■ Provided data ■
==============================
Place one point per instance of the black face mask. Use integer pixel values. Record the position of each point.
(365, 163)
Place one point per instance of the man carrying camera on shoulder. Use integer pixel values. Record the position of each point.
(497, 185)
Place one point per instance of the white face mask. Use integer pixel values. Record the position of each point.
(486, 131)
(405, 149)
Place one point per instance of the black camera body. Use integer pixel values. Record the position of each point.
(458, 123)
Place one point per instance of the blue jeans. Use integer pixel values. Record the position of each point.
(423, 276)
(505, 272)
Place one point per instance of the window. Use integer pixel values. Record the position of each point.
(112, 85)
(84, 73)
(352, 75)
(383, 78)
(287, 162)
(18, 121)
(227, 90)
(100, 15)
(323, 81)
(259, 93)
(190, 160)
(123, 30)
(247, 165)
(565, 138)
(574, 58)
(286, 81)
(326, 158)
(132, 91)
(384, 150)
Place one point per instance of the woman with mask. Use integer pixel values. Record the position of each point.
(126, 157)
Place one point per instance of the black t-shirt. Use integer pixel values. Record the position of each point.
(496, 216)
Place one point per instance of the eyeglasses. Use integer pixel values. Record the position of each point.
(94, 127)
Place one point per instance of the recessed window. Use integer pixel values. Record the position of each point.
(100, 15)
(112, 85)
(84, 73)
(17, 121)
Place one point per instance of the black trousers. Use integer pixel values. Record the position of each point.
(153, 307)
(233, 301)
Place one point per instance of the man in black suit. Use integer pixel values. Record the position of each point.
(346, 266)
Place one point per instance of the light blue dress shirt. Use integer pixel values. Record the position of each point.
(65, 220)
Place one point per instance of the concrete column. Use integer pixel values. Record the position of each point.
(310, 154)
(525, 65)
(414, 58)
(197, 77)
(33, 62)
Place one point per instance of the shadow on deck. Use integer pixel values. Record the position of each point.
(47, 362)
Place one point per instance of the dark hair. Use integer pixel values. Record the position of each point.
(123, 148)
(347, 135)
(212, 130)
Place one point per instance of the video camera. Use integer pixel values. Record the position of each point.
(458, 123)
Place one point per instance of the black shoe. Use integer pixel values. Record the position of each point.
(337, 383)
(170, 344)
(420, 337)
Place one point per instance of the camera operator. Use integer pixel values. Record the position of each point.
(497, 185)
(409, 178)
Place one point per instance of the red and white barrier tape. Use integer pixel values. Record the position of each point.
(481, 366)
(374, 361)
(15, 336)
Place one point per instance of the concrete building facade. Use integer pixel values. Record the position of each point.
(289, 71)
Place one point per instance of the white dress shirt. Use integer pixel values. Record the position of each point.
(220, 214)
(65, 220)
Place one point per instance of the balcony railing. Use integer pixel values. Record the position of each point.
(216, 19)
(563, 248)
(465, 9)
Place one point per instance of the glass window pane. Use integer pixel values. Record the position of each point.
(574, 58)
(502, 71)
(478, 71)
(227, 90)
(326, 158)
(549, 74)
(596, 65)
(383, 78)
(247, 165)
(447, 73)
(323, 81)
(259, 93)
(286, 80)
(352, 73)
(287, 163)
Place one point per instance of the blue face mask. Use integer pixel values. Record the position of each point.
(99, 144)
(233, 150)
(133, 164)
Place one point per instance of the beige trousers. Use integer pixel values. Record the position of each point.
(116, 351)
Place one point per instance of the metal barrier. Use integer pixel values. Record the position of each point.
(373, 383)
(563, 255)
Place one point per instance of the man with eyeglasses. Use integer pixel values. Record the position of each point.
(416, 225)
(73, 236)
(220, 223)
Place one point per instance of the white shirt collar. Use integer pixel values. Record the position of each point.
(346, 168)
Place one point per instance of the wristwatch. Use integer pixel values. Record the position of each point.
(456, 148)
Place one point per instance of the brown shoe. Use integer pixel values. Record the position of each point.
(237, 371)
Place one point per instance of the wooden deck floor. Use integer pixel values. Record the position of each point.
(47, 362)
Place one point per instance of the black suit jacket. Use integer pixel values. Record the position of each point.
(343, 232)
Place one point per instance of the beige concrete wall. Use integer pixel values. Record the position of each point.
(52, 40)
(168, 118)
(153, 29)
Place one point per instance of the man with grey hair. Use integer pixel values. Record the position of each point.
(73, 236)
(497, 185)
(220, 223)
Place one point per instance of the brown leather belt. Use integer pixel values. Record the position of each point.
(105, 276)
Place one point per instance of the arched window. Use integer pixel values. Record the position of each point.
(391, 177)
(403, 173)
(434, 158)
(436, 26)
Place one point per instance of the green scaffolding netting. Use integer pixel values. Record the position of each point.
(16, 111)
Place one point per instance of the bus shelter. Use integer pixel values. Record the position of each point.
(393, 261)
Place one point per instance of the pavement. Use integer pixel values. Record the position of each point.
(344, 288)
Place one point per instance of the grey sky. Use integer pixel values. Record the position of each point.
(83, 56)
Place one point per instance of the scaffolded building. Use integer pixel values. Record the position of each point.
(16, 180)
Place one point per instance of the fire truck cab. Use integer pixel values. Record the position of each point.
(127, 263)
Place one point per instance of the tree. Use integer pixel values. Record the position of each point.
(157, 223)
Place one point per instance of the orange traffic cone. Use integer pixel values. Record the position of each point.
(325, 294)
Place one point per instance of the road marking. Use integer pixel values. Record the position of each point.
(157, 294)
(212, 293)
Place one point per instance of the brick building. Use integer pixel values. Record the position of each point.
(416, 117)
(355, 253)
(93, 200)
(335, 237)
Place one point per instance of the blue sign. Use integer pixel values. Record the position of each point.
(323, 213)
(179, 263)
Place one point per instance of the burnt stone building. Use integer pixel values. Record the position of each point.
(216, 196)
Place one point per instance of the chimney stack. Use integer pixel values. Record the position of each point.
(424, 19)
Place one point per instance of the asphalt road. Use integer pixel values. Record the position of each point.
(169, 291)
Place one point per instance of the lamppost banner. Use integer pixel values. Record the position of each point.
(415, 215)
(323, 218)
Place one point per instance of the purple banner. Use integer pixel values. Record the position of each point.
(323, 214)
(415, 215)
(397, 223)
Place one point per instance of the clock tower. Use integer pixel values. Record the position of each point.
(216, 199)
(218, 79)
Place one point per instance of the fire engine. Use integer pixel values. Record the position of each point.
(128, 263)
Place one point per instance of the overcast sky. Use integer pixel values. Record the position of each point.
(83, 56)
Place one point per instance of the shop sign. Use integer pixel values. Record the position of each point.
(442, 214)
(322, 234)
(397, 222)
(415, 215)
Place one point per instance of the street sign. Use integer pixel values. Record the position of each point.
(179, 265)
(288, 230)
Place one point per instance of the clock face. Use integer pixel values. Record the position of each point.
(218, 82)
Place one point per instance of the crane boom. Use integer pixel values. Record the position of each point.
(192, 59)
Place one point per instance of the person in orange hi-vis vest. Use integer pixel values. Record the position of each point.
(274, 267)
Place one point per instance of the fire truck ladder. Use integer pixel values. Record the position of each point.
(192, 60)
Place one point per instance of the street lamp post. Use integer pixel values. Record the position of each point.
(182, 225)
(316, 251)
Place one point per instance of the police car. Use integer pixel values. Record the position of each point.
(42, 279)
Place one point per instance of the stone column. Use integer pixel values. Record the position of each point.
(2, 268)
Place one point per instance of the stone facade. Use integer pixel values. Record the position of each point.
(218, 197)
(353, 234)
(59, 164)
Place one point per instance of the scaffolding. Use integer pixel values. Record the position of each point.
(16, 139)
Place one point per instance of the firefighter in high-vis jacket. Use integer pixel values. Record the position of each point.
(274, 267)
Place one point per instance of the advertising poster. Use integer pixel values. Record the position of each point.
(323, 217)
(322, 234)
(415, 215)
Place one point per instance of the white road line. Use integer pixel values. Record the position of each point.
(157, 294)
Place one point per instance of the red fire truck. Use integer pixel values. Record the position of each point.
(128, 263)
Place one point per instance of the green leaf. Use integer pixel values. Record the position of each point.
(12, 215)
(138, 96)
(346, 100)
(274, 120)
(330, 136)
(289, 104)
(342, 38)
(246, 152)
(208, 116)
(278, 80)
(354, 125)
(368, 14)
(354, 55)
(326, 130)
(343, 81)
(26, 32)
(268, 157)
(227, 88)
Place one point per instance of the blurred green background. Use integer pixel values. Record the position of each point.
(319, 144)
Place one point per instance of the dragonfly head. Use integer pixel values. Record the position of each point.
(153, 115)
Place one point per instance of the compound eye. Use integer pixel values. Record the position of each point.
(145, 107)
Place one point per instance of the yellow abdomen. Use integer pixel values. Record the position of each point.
==============================
■ Prompt ■
Extract every line from the one with "Place one point per instance of the advertising" down to the final line above, both included, exactly as written.

■ Full answer ■
Place one point per instance of the advertising poster. Use integer pixel values. Record the position of each point.
(323, 217)
(322, 234)
(415, 215)
Place one point per instance of the white road line. Use integer pixel values. Record the position of each point.
(157, 294)
Place one point per instance of the red fire truck. Use integer pixel values. Record the position of each point.
(128, 263)
Place one point per instance of the green leaf. Use integer pixel values. Record the position of each point.
(12, 215)
(138, 96)
(346, 100)
(274, 120)
(330, 136)
(289, 104)
(342, 38)
(246, 152)
(208, 116)
(278, 80)
(354, 125)
(368, 14)
(354, 55)
(326, 130)
(343, 81)
(26, 32)
(268, 157)
(227, 88)
Place one point per instance of the blurred green background. Use integer pixel values. Record the position of each point.
(319, 144)
Place one point per instance of the dragonfly head. Use integer pixel values. Record the position of each point.
(153, 115)
Place one point per instance of the compound eye. Use integer pixel values. Record the position of each point.
(145, 107)
Place one point per instance of the yellow abdomen. Use integer pixel values. Record the position of each point.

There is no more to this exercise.